Stored data entries
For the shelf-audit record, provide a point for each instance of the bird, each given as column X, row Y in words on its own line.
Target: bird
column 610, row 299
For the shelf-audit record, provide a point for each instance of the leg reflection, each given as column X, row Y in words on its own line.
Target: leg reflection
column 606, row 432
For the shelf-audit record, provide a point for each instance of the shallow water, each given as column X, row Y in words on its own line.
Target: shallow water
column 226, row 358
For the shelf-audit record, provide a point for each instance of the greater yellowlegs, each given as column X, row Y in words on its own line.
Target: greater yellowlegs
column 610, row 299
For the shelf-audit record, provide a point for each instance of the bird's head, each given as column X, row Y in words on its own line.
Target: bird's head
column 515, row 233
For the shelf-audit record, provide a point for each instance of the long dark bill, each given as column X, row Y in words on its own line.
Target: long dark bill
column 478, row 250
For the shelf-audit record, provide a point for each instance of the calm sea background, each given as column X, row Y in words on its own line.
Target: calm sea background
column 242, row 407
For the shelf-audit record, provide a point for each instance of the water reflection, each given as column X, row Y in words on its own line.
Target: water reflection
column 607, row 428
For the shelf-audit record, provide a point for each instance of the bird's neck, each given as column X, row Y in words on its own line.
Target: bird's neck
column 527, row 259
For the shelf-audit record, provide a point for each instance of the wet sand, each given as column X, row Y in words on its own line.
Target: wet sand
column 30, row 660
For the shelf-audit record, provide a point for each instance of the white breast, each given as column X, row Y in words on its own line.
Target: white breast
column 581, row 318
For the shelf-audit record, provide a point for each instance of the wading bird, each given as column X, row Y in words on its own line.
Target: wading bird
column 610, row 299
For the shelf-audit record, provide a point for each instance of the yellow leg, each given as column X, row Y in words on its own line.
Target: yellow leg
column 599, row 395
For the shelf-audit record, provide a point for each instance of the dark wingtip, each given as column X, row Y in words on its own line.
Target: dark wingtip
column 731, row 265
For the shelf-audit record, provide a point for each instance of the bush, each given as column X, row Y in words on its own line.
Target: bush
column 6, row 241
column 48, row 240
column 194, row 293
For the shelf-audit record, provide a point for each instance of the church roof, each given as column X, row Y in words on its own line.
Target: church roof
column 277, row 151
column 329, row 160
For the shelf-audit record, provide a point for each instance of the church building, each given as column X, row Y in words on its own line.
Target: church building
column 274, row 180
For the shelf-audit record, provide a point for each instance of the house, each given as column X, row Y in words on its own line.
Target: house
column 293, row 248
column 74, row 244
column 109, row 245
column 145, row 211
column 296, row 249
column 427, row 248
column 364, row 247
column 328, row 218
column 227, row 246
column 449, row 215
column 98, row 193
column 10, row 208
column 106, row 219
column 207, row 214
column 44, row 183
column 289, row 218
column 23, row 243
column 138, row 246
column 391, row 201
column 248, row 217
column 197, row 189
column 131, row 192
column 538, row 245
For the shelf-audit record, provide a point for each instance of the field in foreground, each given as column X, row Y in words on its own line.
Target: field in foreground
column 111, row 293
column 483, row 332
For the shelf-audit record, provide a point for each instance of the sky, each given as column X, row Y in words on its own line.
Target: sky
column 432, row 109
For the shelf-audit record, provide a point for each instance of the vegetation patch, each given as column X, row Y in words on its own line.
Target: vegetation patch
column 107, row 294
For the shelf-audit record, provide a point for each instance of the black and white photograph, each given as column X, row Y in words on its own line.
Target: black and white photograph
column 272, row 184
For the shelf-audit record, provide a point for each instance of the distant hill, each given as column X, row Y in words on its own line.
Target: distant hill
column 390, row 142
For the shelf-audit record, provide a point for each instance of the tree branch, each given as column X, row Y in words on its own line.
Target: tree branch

HOW TO COMPLETE THIS TASK: Please tally every line of the entries that holds "branch" and answer with that figure alone.

RESPONSE: 2